[DOCUMENT EXCERPT]
----------

Original topic: 在tidb-server服务出现内存快要消耗怠尽时,对tidb-server有没有快速回收内存的办法或参数?

| username: vcdog

[TiDB Usage Environment] Production Environment / Testing / PoC
[TiDB Version]
[Reproduction Path] What operations were performed that led to the issue
[Encountered Issue: Problem Phenomenon and Impact]
When the tidb-server service is about to run out of memory, is there a quick way or parameter to reclaim memory for tidb-server?


[Resource Configuration] Go to TiDB Dashboard - Cluster Info - Hosts and take a screenshot of this page
[Attachments: Screenshots/Logs/Monitoring]

| username: maokl | Original post link

Same question!

| username: vcdog | Original post link

The R&D personnel reported that the total memory of the tidb-server server is 94.3 GiB. The parameters are as follows: tidb_server_memory_limit is configured to 64G, and tidb_server_memory_limit_gc_trigger is set to 0.9, so GC should be triggered at 64*0.9=57.6G. Why did it run up to over 70G, eventually causing an OOM and instance restart?

| username: dba-kit | Original post link

The memory statistics of TiDB-Server are not very accurate, and some scenarios may not be accounted for. It is best to use Cgroup to limit it from the operating system. However, once it is limited, TiDB-Server may trigger the operating system’s OOM Kill, causing the service to restart.

| username: dba-kit | Original post link

Additionally, when TiDB terminates SQL, it processes them one by one. If the processing speed cannot keep up with the rate of increase, it may still exceed the limit. Similarly, GC also has a speed limit, as stated in the documentation: This GC method will trigger at most once per minute.

| username: dba-kit | Original post link

You can refer to this document for details: TiDB 内存控制文档 | PingCAP 归档文档站

| username: TiDBer_oHSwKxOH | Original post link

There is no way to reclaim memory, we can only limit large memory SQL.

| username: tidb菜鸟一只 | Original post link

How much is the tidb_mem_quota_query parameter set to?

| username: 有猫万事足 | Original post link

This parameter GOMEMLIMIT is worth trying.

Use all available means.

| username: 像风一样的男子 | Original post link

The key to solving the problem is to optimize the SQL statements that consume a lot of resources. If optimization is not possible on the business side, you can consider using TiFlash. Ultimately, if money can solve the problem, it’s not really a problem. Quickly scale up TiDB.

| username: vcdog | Original post link

tidb_mem_quota_query

| username: tidb菜鸟一只 | Original post link

A single SQL is 15G? If you run a few concurrent large SQLs, it will directly bring TiDB to a halt. I think you should first look into optimizing those large SQLs.

| username: zhanggame1 | Original post link

There is no good solution; the only options for parameter adjustment are to kill the SQL or the TiDB server itself. The fundamental solution is to address the SQL memory usage.

----------

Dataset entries
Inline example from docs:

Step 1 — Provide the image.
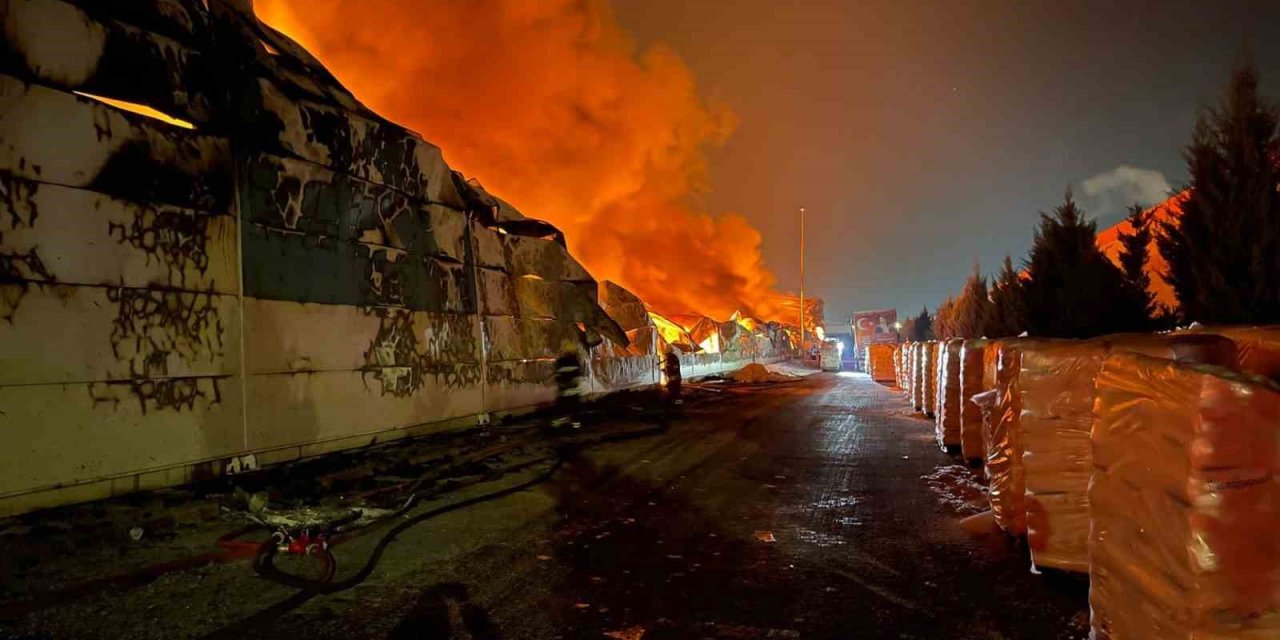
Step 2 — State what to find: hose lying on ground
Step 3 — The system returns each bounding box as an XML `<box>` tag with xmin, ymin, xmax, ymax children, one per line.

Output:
<box><xmin>195</xmin><ymin>415</ymin><xmax>669</xmax><ymax>640</ymax></box>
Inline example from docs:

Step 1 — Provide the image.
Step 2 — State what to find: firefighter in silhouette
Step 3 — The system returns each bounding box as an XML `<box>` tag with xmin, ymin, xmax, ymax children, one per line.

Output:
<box><xmin>662</xmin><ymin>347</ymin><xmax>682</xmax><ymax>404</ymax></box>
<box><xmin>552</xmin><ymin>340</ymin><xmax>582</xmax><ymax>429</ymax></box>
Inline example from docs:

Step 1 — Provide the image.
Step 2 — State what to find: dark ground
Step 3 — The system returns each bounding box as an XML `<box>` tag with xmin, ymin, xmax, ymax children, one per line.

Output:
<box><xmin>0</xmin><ymin>374</ymin><xmax>1088</xmax><ymax>640</ymax></box>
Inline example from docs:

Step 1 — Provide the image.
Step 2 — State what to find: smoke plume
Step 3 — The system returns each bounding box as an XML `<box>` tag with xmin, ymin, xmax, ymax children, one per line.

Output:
<box><xmin>256</xmin><ymin>0</ymin><xmax>774</xmax><ymax>319</ymax></box>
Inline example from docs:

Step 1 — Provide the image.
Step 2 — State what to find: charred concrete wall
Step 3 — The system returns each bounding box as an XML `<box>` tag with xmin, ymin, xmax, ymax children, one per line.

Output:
<box><xmin>0</xmin><ymin>0</ymin><xmax>637</xmax><ymax>513</ymax></box>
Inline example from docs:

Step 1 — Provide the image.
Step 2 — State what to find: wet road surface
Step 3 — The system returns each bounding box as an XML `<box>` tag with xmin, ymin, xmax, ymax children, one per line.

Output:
<box><xmin>0</xmin><ymin>374</ymin><xmax>1087</xmax><ymax>640</ymax></box>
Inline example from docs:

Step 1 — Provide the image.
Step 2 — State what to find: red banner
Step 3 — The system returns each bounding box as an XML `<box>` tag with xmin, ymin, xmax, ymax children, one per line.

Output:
<box><xmin>854</xmin><ymin>308</ymin><xmax>897</xmax><ymax>351</ymax></box>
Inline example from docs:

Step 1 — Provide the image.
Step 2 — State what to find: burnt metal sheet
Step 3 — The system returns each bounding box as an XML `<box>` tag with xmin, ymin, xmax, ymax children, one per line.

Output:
<box><xmin>503</xmin><ymin>234</ymin><xmax>595</xmax><ymax>284</ymax></box>
<box><xmin>57</xmin><ymin>0</ymin><xmax>209</xmax><ymax>44</ymax></box>
<box><xmin>471</xmin><ymin>221</ymin><xmax>507</xmax><ymax>271</ymax></box>
<box><xmin>246</xmin><ymin>364</ymin><xmax>484</xmax><ymax>451</ymax></box>
<box><xmin>0</xmin><ymin>283</ymin><xmax>241</xmax><ymax>385</ymax></box>
<box><xmin>241</xmin><ymin>224</ymin><xmax>476</xmax><ymax>312</ymax></box>
<box><xmin>0</xmin><ymin>378</ymin><xmax>244</xmax><ymax>494</ymax></box>
<box><xmin>590</xmin><ymin>356</ymin><xmax>658</xmax><ymax>393</ymax></box>
<box><xmin>0</xmin><ymin>173</ymin><xmax>239</xmax><ymax>294</ymax></box>
<box><xmin>241</xmin><ymin>154</ymin><xmax>422</xmax><ymax>245</ymax></box>
<box><xmin>485</xmin><ymin>360</ymin><xmax>557</xmax><ymax>411</ymax></box>
<box><xmin>477</xmin><ymin>269</ymin><xmax>520</xmax><ymax>316</ymax></box>
<box><xmin>426</xmin><ymin>205</ymin><xmax>471</xmax><ymax>262</ymax></box>
<box><xmin>0</xmin><ymin>76</ymin><xmax>232</xmax><ymax>212</ymax></box>
<box><xmin>599</xmin><ymin>280</ymin><xmax>653</xmax><ymax>332</ymax></box>
<box><xmin>484</xmin><ymin>316</ymin><xmax>580</xmax><ymax>362</ymax></box>
<box><xmin>244</xmin><ymin>298</ymin><xmax>480</xmax><ymax>374</ymax></box>
<box><xmin>252</xmin><ymin>78</ymin><xmax>461</xmax><ymax>202</ymax></box>
<box><xmin>0</xmin><ymin>0</ymin><xmax>215</xmax><ymax>123</ymax></box>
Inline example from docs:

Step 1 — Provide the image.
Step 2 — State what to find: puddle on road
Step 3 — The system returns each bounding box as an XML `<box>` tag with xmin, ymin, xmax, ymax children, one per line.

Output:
<box><xmin>920</xmin><ymin>465</ymin><xmax>989</xmax><ymax>516</ymax></box>
<box><xmin>796</xmin><ymin>529</ymin><xmax>849</xmax><ymax>547</ymax></box>
<box><xmin>813</xmin><ymin>495</ymin><xmax>859</xmax><ymax>509</ymax></box>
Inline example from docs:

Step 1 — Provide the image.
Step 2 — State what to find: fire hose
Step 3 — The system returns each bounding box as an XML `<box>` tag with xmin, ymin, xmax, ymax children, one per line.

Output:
<box><xmin>197</xmin><ymin>416</ymin><xmax>669</xmax><ymax>640</ymax></box>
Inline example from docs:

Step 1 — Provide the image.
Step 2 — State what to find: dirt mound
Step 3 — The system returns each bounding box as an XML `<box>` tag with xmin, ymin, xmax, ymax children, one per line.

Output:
<box><xmin>728</xmin><ymin>362</ymin><xmax>795</xmax><ymax>384</ymax></box>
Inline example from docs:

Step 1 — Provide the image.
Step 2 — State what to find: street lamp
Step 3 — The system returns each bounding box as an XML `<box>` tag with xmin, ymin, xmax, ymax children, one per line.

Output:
<box><xmin>800</xmin><ymin>207</ymin><xmax>804</xmax><ymax>360</ymax></box>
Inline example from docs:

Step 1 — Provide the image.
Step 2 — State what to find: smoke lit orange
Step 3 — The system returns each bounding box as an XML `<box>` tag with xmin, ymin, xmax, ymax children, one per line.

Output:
<box><xmin>256</xmin><ymin>0</ymin><xmax>788</xmax><ymax>320</ymax></box>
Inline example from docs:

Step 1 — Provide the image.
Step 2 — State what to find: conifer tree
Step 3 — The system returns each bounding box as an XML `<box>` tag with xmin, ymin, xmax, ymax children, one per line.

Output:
<box><xmin>984</xmin><ymin>256</ymin><xmax>1027</xmax><ymax>338</ymax></box>
<box><xmin>1120</xmin><ymin>205</ymin><xmax>1157</xmax><ymax>327</ymax></box>
<box><xmin>950</xmin><ymin>262</ymin><xmax>992</xmax><ymax>338</ymax></box>
<box><xmin>1024</xmin><ymin>191</ymin><xmax>1147</xmax><ymax>338</ymax></box>
<box><xmin>911</xmin><ymin>307</ymin><xmax>933</xmax><ymax>342</ymax></box>
<box><xmin>1157</xmin><ymin>67</ymin><xmax>1280</xmax><ymax>324</ymax></box>
<box><xmin>933</xmin><ymin>296</ymin><xmax>956</xmax><ymax>340</ymax></box>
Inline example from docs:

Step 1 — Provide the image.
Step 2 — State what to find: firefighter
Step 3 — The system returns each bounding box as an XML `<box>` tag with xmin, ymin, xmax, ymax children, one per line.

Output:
<box><xmin>552</xmin><ymin>340</ymin><xmax>582</xmax><ymax>429</ymax></box>
<box><xmin>662</xmin><ymin>347</ymin><xmax>681</xmax><ymax>404</ymax></box>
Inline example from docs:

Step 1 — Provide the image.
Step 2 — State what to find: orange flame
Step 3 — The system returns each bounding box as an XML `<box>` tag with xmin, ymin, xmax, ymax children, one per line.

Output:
<box><xmin>256</xmin><ymin>0</ymin><xmax>794</xmax><ymax>321</ymax></box>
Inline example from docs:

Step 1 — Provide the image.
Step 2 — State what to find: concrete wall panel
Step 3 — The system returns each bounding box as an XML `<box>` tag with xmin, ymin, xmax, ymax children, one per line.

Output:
<box><xmin>0</xmin><ymin>376</ymin><xmax>244</xmax><ymax>495</ymax></box>
<box><xmin>0</xmin><ymin>174</ymin><xmax>239</xmax><ymax>294</ymax></box>
<box><xmin>244</xmin><ymin>298</ymin><xmax>479</xmax><ymax>374</ymax></box>
<box><xmin>0</xmin><ymin>76</ymin><xmax>232</xmax><ymax>212</ymax></box>
<box><xmin>247</xmin><ymin>365</ymin><xmax>483</xmax><ymax>449</ymax></box>
<box><xmin>0</xmin><ymin>0</ymin><xmax>214</xmax><ymax>123</ymax></box>
<box><xmin>0</xmin><ymin>283</ymin><xmax>241</xmax><ymax>385</ymax></box>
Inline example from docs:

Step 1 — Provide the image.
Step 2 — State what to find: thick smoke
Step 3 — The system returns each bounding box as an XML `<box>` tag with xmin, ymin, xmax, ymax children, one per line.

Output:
<box><xmin>256</xmin><ymin>0</ymin><xmax>774</xmax><ymax>319</ymax></box>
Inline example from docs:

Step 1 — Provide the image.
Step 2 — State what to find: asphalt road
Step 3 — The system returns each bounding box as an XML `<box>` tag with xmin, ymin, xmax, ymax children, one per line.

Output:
<box><xmin>0</xmin><ymin>374</ymin><xmax>1088</xmax><ymax>640</ymax></box>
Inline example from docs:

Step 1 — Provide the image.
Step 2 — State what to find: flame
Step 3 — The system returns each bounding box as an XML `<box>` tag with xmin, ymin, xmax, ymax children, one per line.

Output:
<box><xmin>72</xmin><ymin>91</ymin><xmax>196</xmax><ymax>129</ymax></box>
<box><xmin>256</xmin><ymin>0</ymin><xmax>794</xmax><ymax>321</ymax></box>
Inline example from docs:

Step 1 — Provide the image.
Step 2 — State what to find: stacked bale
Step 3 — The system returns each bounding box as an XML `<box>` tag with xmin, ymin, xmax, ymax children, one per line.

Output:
<box><xmin>983</xmin><ymin>338</ymin><xmax>1055</xmax><ymax>535</ymax></box>
<box><xmin>1089</xmin><ymin>353</ymin><xmax>1280</xmax><ymax>639</ymax></box>
<box><xmin>934</xmin><ymin>339</ymin><xmax>964</xmax><ymax>451</ymax></box>
<box><xmin>960</xmin><ymin>339</ymin><xmax>996</xmax><ymax>462</ymax></box>
<box><xmin>911</xmin><ymin>342</ymin><xmax>929</xmax><ymax>411</ymax></box>
<box><xmin>867</xmin><ymin>344</ymin><xmax>893</xmax><ymax>383</ymax></box>
<box><xmin>1019</xmin><ymin>334</ymin><xmax>1235</xmax><ymax>572</ymax></box>
<box><xmin>1212</xmin><ymin>325</ymin><xmax>1280</xmax><ymax>380</ymax></box>
<box><xmin>1018</xmin><ymin>340</ymin><xmax>1108</xmax><ymax>572</ymax></box>
<box><xmin>920</xmin><ymin>340</ymin><xmax>941</xmax><ymax>417</ymax></box>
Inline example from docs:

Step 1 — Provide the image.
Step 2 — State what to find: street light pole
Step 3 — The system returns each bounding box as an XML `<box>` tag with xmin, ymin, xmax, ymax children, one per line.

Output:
<box><xmin>800</xmin><ymin>207</ymin><xmax>804</xmax><ymax>361</ymax></box>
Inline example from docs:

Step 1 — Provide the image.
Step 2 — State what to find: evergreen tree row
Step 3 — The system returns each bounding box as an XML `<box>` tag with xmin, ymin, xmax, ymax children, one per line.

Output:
<box><xmin>902</xmin><ymin>68</ymin><xmax>1280</xmax><ymax>340</ymax></box>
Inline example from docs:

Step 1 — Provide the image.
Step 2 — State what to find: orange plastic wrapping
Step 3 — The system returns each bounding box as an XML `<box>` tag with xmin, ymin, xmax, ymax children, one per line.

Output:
<box><xmin>934</xmin><ymin>339</ymin><xmax>964</xmax><ymax>451</ymax></box>
<box><xmin>1018</xmin><ymin>334</ymin><xmax>1235</xmax><ymax>572</ymax></box>
<box><xmin>1018</xmin><ymin>340</ymin><xmax>1108</xmax><ymax>572</ymax></box>
<box><xmin>910</xmin><ymin>342</ymin><xmax>924</xmax><ymax>411</ymax></box>
<box><xmin>867</xmin><ymin>344</ymin><xmax>893</xmax><ymax>383</ymax></box>
<box><xmin>983</xmin><ymin>338</ymin><xmax>1053</xmax><ymax>535</ymax></box>
<box><xmin>920</xmin><ymin>340</ymin><xmax>942</xmax><ymax>417</ymax></box>
<box><xmin>960</xmin><ymin>340</ymin><xmax>996</xmax><ymax>461</ymax></box>
<box><xmin>1212</xmin><ymin>325</ymin><xmax>1280</xmax><ymax>380</ymax></box>
<box><xmin>1089</xmin><ymin>352</ymin><xmax>1280</xmax><ymax>640</ymax></box>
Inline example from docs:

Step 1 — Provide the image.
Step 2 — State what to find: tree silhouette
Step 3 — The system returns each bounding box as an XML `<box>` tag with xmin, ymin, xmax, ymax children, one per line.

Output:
<box><xmin>983</xmin><ymin>256</ymin><xmax>1027</xmax><ymax>338</ymax></box>
<box><xmin>933</xmin><ymin>296</ymin><xmax>956</xmax><ymax>340</ymax></box>
<box><xmin>940</xmin><ymin>262</ymin><xmax>993</xmax><ymax>338</ymax></box>
<box><xmin>1120</xmin><ymin>205</ymin><xmax>1157</xmax><ymax>327</ymax></box>
<box><xmin>1157</xmin><ymin>65</ymin><xmax>1280</xmax><ymax>324</ymax></box>
<box><xmin>1024</xmin><ymin>191</ymin><xmax>1148</xmax><ymax>338</ymax></box>
<box><xmin>911</xmin><ymin>307</ymin><xmax>933</xmax><ymax>342</ymax></box>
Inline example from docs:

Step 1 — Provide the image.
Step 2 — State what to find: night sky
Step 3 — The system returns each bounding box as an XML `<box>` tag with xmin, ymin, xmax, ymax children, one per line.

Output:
<box><xmin>614</xmin><ymin>0</ymin><xmax>1280</xmax><ymax>330</ymax></box>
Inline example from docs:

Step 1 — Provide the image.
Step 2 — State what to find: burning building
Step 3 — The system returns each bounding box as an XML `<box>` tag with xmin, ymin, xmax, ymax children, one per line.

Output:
<box><xmin>0</xmin><ymin>0</ymin><xmax>786</xmax><ymax>513</ymax></box>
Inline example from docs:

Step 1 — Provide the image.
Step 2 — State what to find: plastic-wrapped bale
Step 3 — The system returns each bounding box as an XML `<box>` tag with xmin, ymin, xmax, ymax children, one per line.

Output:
<box><xmin>1212</xmin><ymin>325</ymin><xmax>1280</xmax><ymax>380</ymax></box>
<box><xmin>1018</xmin><ymin>340</ymin><xmax>1108</xmax><ymax>572</ymax></box>
<box><xmin>983</xmin><ymin>338</ymin><xmax>1055</xmax><ymax>535</ymax></box>
<box><xmin>1089</xmin><ymin>353</ymin><xmax>1280</xmax><ymax>640</ymax></box>
<box><xmin>893</xmin><ymin>344</ymin><xmax>906</xmax><ymax>389</ymax></box>
<box><xmin>867</xmin><ymin>344</ymin><xmax>893</xmax><ymax>383</ymax></box>
<box><xmin>911</xmin><ymin>342</ymin><xmax>928</xmax><ymax>411</ymax></box>
<box><xmin>934</xmin><ymin>339</ymin><xmax>964</xmax><ymax>451</ymax></box>
<box><xmin>960</xmin><ymin>339</ymin><xmax>996</xmax><ymax>462</ymax></box>
<box><xmin>1018</xmin><ymin>334</ymin><xmax>1235</xmax><ymax>572</ymax></box>
<box><xmin>920</xmin><ymin>340</ymin><xmax>941</xmax><ymax>417</ymax></box>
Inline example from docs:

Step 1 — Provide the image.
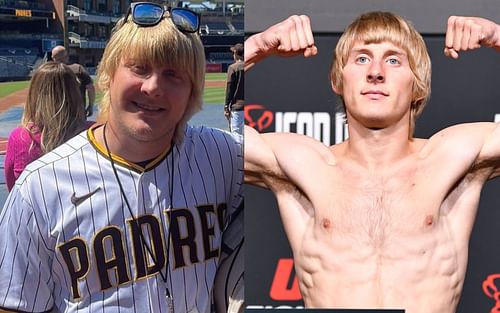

----------

[REQUIREMENT 1]
In the TiDB memory thread, what total memory does the tidb-server server have?
[REQUIREMENT 2]
Which configuration parameters are named in the TiDB memory thread?
[REQUIREMENT 3]
Carry the TiDB memory thread on past its last post.
You won't need any of these lines.

[FINAL ANSWER 1]
94.3 GiB.

[FINAL ANSWER 2]
tidb_server_memory_limit, tidb_server_memory_limit_gc_trigger, tidb_mem_quota_query, GOMEMLIMIT

[FINAL ANSWER 3]
| username: 大飞哥online | Original post link

This is really intense, haha. Let’s tone it down a bit.

| username: DBRE | Original post link

I hope there will be a parameter to reclaim memory. The key is that setting tidb_mem_quota_query is useless. Even when there are no SQL executions and no connections, this memory is not released. :sob: :joy: :sweat_smile:

| username: Fly-bird | Original post link

Set the maximum memory for a query.

| username: Soysauce520 | Original post link

Is it 6.5? The 6.5 limit is better.

| username: dba-kit | Original post link

TiDB should automatically recycle. Are you sure all connections have been released? Execute the following SQL to check if there are any remaining large transactions that haven’t been released in the corresponding INSTANCE:

select INSTANCE, START_TIME, SESSION_ID, USER, STATE from INFORMATION_SCHEMA.CLUSTER_TIDB_TRX order by START_TIME;
| username: dba-kit | Original post link

Based on version 6.5, there is no thorough solution to prevent a continuous influx of slow SQLs. The only approach is to analyze specific cases through top-sql to identify which SQLs caused the OOM at that time and have the business optimize them.

A complete solution can be expected with the automatic rate limiting of resource control. However, the resource control features in version 7.1 are limited and do not support this. Version 7.2’s resource control can address this issue, but it is not an LTS version. We will have to wait until the end of the year for the 7.5 LTS version to be released. In the meantime, you can check out the resource control features in version 7.3, which already allows for automatic slowdown/blocking of the same type of slow queries.

| username: DBRE | Original post link

The instance in the screenshot above has been restarted and replaced with a new tidb-server, version v5.2.2.